◆ Overzicht opdrachten:
- a) Beantwoord aan de hand van het tekstfragment over dorst de volgende vragen:
(i) Wie ontmoet Jezus bij de bron in Johannes?
(ii) Welke psalm wordt aangehaald?
(iii) Wie is Jezus volgens het fragment voor de evangelist Johannes?
- b) Kopieer uit het tekstfragment over dorst letterlijk de passage vanaf "In Johannes horen" tot en met "de levende God’.".

◆ Tekstfragment:
════════════════

De kruiswoorden staan voor heel Jezus’ optreden.

In Johannes horen we al eerder over dorst: de Samaritaanse bij de bron. Jezus spreekt dan over het water dat, als je er eenmaal van gedronken hebt, je dorst voorgoed zal lessen.

In de Schrift staat het voor het verlangen naar vervulling.

Dorsten naar God. Op oud-christelijke mozaieken, bij doopvonten en een altaar zie je vaak herten afgebeeld die drinken uit een beek. Psalm 42.  ‘Mijn ziel dorst naar de levende God’.

Voor de evangelist Johannes is Jezus de man die de zonde wegdraagt. Hij kent onze dorst.

U hoort het goed: voor mij is die fysieke, allesbeheersende, gekmakende dorst, een metafoor voor onze levensdorst.

════════════════

◆ Aangeleverde vermeldingen:
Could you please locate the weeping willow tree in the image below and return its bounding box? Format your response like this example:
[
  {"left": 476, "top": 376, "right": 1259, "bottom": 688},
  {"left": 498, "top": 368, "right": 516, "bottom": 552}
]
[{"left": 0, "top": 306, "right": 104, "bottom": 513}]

════════════════

◆ Antwoorden opdrachten:
- a)
(i) De Samaritaanse.
(ii) Psalm 42.
(iii) De man die de zonde wegdraagt.

- b)
In Johannes horen we al eerder over dorst: de Samaritaanse bij de bron. Jezus spreekt dan over het water dat, als je er eenmaal van gedronken hebt, je dorst voorgoed zal lessen.

In de Schrift staat het voor het verlangen naar vervulling.

Dorsten naar God. Op oud-christelijke mozaieken, bij doopvonten en een altaar zie je vaak herten afgebeeld die drinken uit een beek. Psalm 42.  ‘Mijn ziel dorst naar de levende God’.